* **Problems to solve**
1. In the text on the BindingNet v2 dataset, what did Uni-Mol's prediction success rate rise from and to after a larger dataset was introduced?
2. Write a continuation of the text on the BindingNet v2 dataset, starting after its last sentence.

* **Extracted text**
****************************************
Figure 2 Results of training the Uni-Mol model using the BindingNet v2 dataset. A. It shows the similarity distribution (Tanimoto coefficient, Tc) of ligands in the PoseBusters v1 test set and ligands in the PDB (2019 version) dataset. Low-similarity ligands (Tc < 0.3) account for a large proportion; B. The prediction performance of the Uni-Mol model on training sets with different similarities (based on PDBbind v2020). The prediction success rate decreases as the similarity decreases; C. After introducing a larger dataset (such as BindingNet v2), the prediction success rate of Uni-Mol increases from 38.55% to 64.25%; D. The performance comparison between AlphaFold3 and Uni-Mol (combined with PDBbind + BindingNet v2). Uni-Mol performs better in binding site prediction and chemical rationality verification.
Conclusion
Research shows that the BindingNet v2 dataset, through its large scale, high diversity, and innovative construction method, provides rich training data for deep learning models and significantly improves the performance of protein-ligand binding site prediction. Especially in the application verification of the Uni-Mol model, the BindingNet v2 dataset not only improves the model's generalization ability for low-similarity molecules but also lays a foundation for its practical application in drug research and development scenarios.
****************************************
* **Source material**

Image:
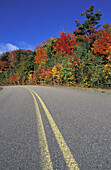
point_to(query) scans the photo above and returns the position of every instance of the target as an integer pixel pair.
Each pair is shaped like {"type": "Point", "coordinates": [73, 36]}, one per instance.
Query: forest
{"type": "Point", "coordinates": [78, 59]}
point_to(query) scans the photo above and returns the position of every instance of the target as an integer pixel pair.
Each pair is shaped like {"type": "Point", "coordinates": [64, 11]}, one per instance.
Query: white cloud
{"type": "Point", "coordinates": [11, 47]}
{"type": "Point", "coordinates": [7, 47]}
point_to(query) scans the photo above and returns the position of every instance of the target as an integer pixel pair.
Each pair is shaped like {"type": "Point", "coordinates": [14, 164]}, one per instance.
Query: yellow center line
{"type": "Point", "coordinates": [69, 159]}
{"type": "Point", "coordinates": [45, 155]}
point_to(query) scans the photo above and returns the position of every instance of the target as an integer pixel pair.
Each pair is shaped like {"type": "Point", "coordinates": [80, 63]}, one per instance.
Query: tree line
{"type": "Point", "coordinates": [81, 58]}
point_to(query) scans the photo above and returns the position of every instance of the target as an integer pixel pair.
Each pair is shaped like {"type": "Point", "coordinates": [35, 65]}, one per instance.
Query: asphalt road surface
{"type": "Point", "coordinates": [58, 128]}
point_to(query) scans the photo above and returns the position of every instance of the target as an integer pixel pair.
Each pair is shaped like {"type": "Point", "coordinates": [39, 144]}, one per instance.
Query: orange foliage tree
****************************************
* **Answers for each item**
1. It rose from 38.55% to 64.25%.

2.
However, the research also reveals some directions that need further optimization. For expanding the chemical and target space, in the future, it is possible to combine larger-scale virtual docking data and prediction structures such as AlphaFold to further enhance data diversity. Secondly, inactive data can be added to enhance the model's adaptability to virtual screening tasks. Finally, deeply integrating physics-based optimization tools with deep learning models can further improve the accuracy and physical rationality of prediction results.
The collaborative innovation of BindingNet v2 and the Uni-Mol model provides a powerful tool for the intelligent and efficient development of drugs. Future research is expected to play a greater potential in structure-based drug design and virtual screening.